ACTION ITEM: Below are the records; print them all without any alteration.
** RECORDS SUPPLIED follows **
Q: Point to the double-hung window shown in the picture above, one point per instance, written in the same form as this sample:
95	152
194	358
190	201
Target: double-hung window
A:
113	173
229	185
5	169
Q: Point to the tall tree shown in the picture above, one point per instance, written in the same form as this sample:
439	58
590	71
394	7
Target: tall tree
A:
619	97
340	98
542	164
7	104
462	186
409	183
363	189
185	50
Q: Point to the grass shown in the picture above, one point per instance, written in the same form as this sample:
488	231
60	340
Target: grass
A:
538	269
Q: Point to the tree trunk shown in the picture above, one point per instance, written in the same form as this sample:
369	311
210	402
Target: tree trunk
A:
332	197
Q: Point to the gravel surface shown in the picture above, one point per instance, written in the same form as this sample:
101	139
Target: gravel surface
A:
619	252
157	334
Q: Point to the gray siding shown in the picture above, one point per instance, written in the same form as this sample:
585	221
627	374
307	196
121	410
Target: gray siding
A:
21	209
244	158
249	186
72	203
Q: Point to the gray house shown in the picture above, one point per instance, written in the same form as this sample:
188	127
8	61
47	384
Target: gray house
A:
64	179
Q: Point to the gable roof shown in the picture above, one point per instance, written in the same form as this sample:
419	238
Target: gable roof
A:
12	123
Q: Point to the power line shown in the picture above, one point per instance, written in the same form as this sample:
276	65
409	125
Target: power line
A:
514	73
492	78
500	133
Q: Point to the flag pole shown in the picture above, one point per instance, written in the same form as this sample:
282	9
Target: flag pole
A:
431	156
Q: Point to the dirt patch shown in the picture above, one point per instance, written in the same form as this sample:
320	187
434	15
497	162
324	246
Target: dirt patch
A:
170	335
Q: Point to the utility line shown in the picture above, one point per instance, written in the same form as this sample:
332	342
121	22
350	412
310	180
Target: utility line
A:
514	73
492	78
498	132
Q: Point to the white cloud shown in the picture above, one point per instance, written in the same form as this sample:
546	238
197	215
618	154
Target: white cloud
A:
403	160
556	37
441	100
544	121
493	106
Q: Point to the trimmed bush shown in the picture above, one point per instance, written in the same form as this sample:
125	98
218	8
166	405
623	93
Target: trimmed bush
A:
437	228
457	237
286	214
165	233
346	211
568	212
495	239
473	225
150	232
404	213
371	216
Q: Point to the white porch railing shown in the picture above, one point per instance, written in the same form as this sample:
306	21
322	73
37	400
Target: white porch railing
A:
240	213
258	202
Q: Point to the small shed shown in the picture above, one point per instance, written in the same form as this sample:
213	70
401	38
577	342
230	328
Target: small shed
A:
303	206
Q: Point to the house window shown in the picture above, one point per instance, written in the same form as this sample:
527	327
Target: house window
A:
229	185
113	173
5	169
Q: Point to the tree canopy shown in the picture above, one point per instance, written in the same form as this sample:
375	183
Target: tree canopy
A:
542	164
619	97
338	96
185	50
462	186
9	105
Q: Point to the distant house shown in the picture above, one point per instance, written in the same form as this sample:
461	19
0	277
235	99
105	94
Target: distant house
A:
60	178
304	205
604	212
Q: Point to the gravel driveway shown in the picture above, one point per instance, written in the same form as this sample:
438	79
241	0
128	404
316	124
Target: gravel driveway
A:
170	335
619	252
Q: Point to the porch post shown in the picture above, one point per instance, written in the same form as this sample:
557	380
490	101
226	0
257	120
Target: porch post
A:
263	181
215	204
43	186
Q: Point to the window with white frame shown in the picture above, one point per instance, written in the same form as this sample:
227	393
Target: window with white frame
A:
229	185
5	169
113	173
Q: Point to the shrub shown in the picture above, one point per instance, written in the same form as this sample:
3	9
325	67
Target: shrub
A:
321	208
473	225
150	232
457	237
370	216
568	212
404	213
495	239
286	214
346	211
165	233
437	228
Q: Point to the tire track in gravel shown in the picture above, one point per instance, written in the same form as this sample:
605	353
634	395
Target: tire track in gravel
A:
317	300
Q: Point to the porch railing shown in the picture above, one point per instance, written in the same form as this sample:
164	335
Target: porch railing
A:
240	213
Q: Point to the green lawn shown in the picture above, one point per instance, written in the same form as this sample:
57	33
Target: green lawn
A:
** End of RECORDS SUPPLIED **
OUTPUT FOR THIS EXERCISE:
Q: Point to the double-hung window shown in the picture above, one point per instance, written in the same form as this sample:
95	152
194	358
190	201
Target: double-hung window
A:
113	173
229	185
5	169
Q: Point to the tall tree shown in the picture above, one point per instance, written in the same form as this sample:
439	58
590	71
394	7
Target: tall tree
A:
619	97
340	98
542	164
7	104
462	186
409	183
363	189
185	50
Q: Point to the grass shown in the picture above, one point per instance, written in the same form as this sample:
488	231
60	340
Target: grass
A:
538	269
Q: Point to the tree trunk shown in the picture above, one point per instance, written in the same form as this sample:
369	311
210	402
Target: tree trunk
A:
332	197
Q: Point to the gravel surface shown in the picture above, one point per instance, written in the same form as this sample:
101	139
Target: gravel surface
A:
619	252
157	334
Q: Point to the gray siding shown in the picture above, one point per instance, written in the same form as this sample:
585	221
627	374
307	196
121	410
Target: gray siding
A:
21	209
244	158
249	186
72	203
Q: Point to the gray house shown in the picture above, one point per instance, written in the same form as this sample:
188	127
8	61
47	384
Target: gray house
A:
64	179
Q: Point to the gable roof shown in the picture above, one point per instance, written in the same form as this sample:
419	238
Target: gable roof
A:
12	123
Q: Point to the power line shown in the picture above, one point per instance, written in the same form as this sample:
276	65
409	125
Target: power line
A:
514	73
492	78
500	133
Q: Point to the flag pole shown in the picture above, one point per instance, written in the same form as this sample:
282	9
Target: flag pole
A:
431	156
Q: Point to the dirt patch shown in the picture above, one point per instance, written in the same form as this sample:
320	187
434	15
497	162
324	246
Target: dirt patch
A:
170	335
Q: Point to the utility line shown in the picture above, one point per instance, written in the same form as this sample:
332	342
121	22
350	412
310	180
Target: utility line
A:
514	73
492	78
498	132
Q: Point to the white cloud shown in the picture above, one point per instance, written in the same form as this sample:
546	238
197	215
618	154
Target: white cloud
A:
403	160
556	37
441	100
544	121
493	106
Q: Point to the trimmed bush shown in the picture above, one point per instance, written in the same form as this sample:
125	98
218	8
166	405
623	93
Target: trimmed bush
A:
437	228
457	237
286	214
165	233
346	211
568	212
495	239
473	225
150	232
404	213
371	216
Q: Point to the white porch railing shown in the picture above, one point per instance, written in the same form as this sample:
306	21
322	73
37	400
Target: white porch railing
A:
240	213
258	202
Q: Point to the small shed shown in the picture above, one point per instance, written in the same form as this sample:
213	70
401	38
577	342
230	328
Target: small shed
A:
303	206
Q: Point to the house window shown in the picture above, one point per instance, written in the same form as this sample:
527	327
Target: house window
A:
229	185
113	173
5	169
Q: Point to the tree canopy shown in the picture above, one point per instance, written in the same form as this sample:
375	183
Target: tree canopy
A:
542	164
619	97
338	96
185	50
462	186
9	105
Q: Point to the distant house shown in the picture above, one point per instance, written in the same form as this sample:
461	19
0	277
235	99
105	94
Target: distant house
A:
60	178
304	205
604	212
Q: Point to the gravel driveway shown in the picture above, one point per instance, written in the same form as this sample:
438	79
241	0
128	404
316	124
Target: gravel driveway
A:
170	335
619	252
Q: Point to the porch post shown in the picture above, one point per instance, written in the same form as this sample:
557	380
490	101
226	0
257	120
Target: porch post
A:
263	181
215	204
43	186
Q: Point to the window with white frame shown in the picture above, one point per instance, written in the same form as this sample:
227	393
Target: window with white frame
A:
229	185
5	169
113	173
Q: Point to the shrub shown in the picture above, one point per instance, written in the same form as this sample:
3	9
325	67
Target: shrub
A:
321	208
473	225
150	232
457	237
370	216
568	212
404	213
495	239
286	214
346	211
165	233
437	228
Q: Point to the tire track in gravel shown in the picture above, one point per instance, written in the same form as this sample:
605	353
634	395
Target: tire track in gravel
A:
317	300
Q: Point to the porch railing shown in the picture above, one point per instance, written in the same form as this sample:
164	335
Target: porch railing
A:
240	213
Q: Point to the green lawn shown in the picture above, one point per instance, written in the same form as this sample:
57	33
Target: green lawn
A:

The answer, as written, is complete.